Answer these questions about the talk-page text below, one per line:
(a) Which dynasties does Yug most want the Cambridge history of China to cover?
(b) What does Nlu suggest filing first over the Zhou Yu article?
(c) What does Jmabel want given for each item in the images?

EXTRACTED TEXT.
* START *

I'm currently in Taipei being the recipient of a Taiwan gouverment scholarship. I think (??) you leave in Taipei, if it's the case, please can you contact me (via email), I'm especially interesting to get a cheap [Taiwan "version"] of the Cambridge history of China, especially about the Sui & Tang dynasties.
Yug 11:09, 19 September 2007 (UTC)
- I actually live in California, not Taiwan, although I visit Taiwan occasionally. I actually wouldn't know much about Taiwanese bookstores (new or used). Sorry. --Nlu (talk) 14:48, 19 September 2007 (UTC)
Hello Nlu, sorry to bother you again...I've been repeatedly reverting fiction from the Zhou Yu acticle, but the fictitious parts have all been restored by a editor who is convinced that the popular fictitious account of the Battle of Chibi is actually historical fact. Despite my daily reversions and attempts in proving him wrong, he keeps reverting to fiction. Is there anything to do that can resolve this problem? _dk 00:02, 26 September 2007 (UTC)
- I'll be on your side. --Ling.Nut 01:24, 26 September 2007 (UTC)
- I would suggest filing an WP:RFC (not for user conduct yet, but for content discussion). If that doesn't help, I'd then consider reporting to WP:AN/I to ask for an admin warning/block. --Nlu (talk) 06:11, 26 September 2007 (UTC)
More Chin Gee Hee
You helped me before on Chin Gee Hee, which I have been steadily working on as I've found sources. Right now I'm working from Willard G. Jue, "Chin Gee-hee, Chinese Pioneer Entrepreneur in Seattle and Toishan", The Annals of the Chinese Historical Society of the Pacific Northwest, 1983, 31:38. There are Chinese characters for quite a few of the relevant names of people and places. I don't have the knowledge of Chinese to be able to enter these into a computer (for that matter, I don't have an IDE). Unfortunately, they are handwritten and not so well photocopied, but they're what I've got. If I can photograph them and pass them along to you, would you be able to transcribe them? - Jmabel | Talk 05:37, 29 September 2007 (UTC)
- That's possible. It would depend on whether the results are readable. --Nlu (talk) 05:38, 29 September 2007 (UTC)
- OK, I'll see what I can do some time in the next few days. It shouldn't be too tricky, since there will be some sort of transliteration next to each (though, sadly, not one of the more standard systems as far as I can tell). - Jmabel | Talk 23:14, 29 September 2007 (UTC) —Preceding unsigned comment added by 22.214.171.124 (talk)
- The images are at Commons:Image:Chin Gee Hee ideographs.jpg, Commons:Image:Chin Gee Hee ideographs 2.jpg, and Commons:Image:Chin Gee Hee ideographs 3.jpg. Ideally, what I'd like for each item in these images is the Unicode and pinyin for the ideographs (because Jue's transliterations are clearly not pinyin). Probably the best place to do this is in the image descriptions on Commons (that is, edit my descriptions accordingly). Please drop a note my talk page either on Commons or here on en: to let me know when you've done this (or if you cannot). Thanks in advance for any help. - Jmabel | Talk 05:36, 30 September 2007 (UTC)
Let me start with the first image. Most of these are names.
- 北街, Bei Jie (North Street)

* END *

LISTED RECORDS.
* START *

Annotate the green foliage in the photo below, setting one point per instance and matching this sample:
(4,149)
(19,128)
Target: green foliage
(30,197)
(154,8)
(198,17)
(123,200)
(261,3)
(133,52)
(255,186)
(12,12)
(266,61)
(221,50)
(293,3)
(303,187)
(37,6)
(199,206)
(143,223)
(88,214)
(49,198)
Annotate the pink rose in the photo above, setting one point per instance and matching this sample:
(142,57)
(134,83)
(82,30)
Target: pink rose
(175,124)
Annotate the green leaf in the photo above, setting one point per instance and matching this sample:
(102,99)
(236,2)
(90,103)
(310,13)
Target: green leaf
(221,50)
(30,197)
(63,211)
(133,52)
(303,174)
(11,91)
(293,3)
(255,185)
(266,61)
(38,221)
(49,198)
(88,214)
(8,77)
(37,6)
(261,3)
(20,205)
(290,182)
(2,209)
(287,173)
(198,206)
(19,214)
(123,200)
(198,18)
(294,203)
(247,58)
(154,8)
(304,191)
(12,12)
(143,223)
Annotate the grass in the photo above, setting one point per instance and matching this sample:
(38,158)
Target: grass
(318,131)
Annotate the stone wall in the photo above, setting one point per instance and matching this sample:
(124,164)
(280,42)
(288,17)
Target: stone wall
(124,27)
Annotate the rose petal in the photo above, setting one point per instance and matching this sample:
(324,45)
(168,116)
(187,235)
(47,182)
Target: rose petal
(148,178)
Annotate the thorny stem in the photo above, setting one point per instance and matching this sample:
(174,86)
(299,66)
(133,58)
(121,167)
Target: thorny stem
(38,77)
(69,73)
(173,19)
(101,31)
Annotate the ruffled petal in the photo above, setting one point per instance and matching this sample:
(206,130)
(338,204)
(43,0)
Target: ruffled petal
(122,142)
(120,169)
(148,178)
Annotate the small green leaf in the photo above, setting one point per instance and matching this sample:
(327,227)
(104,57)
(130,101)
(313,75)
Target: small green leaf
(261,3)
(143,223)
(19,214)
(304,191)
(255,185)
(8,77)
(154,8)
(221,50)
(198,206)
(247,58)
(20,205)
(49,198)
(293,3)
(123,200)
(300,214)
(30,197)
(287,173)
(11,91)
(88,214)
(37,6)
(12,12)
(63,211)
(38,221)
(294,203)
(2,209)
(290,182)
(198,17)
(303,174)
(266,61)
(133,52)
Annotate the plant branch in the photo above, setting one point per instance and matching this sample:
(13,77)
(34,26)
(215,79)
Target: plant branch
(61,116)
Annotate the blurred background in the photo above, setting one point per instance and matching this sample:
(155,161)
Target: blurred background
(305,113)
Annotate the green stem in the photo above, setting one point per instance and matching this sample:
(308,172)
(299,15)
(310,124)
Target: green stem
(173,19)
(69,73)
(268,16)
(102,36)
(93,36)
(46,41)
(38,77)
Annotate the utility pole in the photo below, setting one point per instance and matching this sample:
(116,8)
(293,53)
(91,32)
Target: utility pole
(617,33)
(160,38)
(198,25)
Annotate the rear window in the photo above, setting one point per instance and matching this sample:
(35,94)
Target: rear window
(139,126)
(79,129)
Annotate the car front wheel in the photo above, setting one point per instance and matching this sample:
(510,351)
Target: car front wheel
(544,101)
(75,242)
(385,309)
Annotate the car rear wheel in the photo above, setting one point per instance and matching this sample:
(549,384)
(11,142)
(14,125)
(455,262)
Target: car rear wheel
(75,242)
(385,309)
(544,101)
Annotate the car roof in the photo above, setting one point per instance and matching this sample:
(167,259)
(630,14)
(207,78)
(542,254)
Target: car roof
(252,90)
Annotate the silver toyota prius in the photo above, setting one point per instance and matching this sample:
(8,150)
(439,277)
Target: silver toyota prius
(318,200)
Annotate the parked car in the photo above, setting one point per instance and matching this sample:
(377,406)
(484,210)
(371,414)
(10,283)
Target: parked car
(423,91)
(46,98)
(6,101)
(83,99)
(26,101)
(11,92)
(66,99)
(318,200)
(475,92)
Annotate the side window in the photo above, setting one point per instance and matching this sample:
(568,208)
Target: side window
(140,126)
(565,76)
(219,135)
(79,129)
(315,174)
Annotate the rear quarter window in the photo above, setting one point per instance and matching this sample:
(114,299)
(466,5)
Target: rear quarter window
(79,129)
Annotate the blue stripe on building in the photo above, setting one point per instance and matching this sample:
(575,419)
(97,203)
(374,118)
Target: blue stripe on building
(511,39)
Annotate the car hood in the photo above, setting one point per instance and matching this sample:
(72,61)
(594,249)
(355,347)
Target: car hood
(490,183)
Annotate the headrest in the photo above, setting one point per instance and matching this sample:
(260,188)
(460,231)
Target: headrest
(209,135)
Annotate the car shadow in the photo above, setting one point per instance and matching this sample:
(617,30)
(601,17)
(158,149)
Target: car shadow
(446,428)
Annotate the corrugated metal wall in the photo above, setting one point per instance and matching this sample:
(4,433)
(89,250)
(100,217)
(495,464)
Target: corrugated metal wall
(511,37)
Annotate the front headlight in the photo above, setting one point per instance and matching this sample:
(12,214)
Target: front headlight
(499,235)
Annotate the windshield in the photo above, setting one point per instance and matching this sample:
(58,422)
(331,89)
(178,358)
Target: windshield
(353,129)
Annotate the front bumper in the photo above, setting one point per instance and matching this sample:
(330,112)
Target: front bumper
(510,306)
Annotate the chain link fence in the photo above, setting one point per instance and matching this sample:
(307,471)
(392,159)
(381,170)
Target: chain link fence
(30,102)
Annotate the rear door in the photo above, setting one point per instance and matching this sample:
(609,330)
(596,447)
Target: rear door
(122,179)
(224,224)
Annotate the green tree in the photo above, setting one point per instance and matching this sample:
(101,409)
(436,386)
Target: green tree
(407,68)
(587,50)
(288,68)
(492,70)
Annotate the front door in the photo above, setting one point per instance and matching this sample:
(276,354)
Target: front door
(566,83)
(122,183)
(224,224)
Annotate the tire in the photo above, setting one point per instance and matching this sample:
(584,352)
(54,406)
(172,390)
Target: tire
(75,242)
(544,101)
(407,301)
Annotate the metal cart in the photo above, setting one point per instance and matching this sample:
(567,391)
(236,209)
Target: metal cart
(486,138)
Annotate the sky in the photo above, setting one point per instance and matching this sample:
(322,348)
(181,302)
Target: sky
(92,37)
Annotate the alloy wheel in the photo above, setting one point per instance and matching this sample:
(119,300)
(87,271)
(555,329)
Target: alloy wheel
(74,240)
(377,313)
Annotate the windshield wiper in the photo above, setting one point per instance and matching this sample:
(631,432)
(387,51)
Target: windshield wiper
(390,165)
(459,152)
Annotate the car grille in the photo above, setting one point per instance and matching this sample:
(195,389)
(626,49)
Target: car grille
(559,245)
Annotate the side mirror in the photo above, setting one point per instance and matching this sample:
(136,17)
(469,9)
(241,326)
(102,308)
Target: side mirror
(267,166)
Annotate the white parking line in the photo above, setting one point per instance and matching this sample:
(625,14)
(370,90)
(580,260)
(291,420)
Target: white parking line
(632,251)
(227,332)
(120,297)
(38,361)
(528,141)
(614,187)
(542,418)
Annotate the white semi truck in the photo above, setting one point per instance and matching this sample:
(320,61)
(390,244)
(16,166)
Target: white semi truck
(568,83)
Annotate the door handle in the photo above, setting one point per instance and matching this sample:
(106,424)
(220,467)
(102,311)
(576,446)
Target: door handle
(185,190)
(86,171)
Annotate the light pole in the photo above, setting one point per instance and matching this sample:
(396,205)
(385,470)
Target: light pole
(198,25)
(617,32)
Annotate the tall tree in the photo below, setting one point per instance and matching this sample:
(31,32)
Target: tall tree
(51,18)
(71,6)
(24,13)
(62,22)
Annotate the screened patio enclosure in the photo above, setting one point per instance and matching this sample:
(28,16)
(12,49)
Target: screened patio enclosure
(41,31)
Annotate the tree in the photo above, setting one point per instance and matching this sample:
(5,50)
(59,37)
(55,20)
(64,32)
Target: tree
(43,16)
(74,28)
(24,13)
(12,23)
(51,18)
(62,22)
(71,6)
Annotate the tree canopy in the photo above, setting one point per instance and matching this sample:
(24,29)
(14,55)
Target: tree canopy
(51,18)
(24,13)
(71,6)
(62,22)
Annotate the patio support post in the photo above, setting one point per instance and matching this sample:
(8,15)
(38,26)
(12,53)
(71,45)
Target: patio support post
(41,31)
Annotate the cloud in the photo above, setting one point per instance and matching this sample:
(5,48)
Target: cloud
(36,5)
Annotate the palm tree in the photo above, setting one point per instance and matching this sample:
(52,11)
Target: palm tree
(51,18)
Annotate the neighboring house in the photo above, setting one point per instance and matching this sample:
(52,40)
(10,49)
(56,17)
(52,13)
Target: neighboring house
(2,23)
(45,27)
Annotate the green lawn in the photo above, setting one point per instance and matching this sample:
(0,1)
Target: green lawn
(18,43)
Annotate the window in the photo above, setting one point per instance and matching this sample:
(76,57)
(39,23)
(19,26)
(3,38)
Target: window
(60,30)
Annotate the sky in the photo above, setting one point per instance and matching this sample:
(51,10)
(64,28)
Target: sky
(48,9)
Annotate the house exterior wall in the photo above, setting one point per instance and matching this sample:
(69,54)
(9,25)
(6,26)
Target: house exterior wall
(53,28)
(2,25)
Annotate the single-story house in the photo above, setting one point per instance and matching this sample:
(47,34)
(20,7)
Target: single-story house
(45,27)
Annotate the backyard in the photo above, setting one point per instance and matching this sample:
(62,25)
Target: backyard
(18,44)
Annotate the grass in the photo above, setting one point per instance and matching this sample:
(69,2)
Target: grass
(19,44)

* END *

WORKED ANSWER.
(a) The Sui and Tang dynasties.
(b) A WP:RFC for content discussion.
(c) The Unicode and pinyin for the ideographs.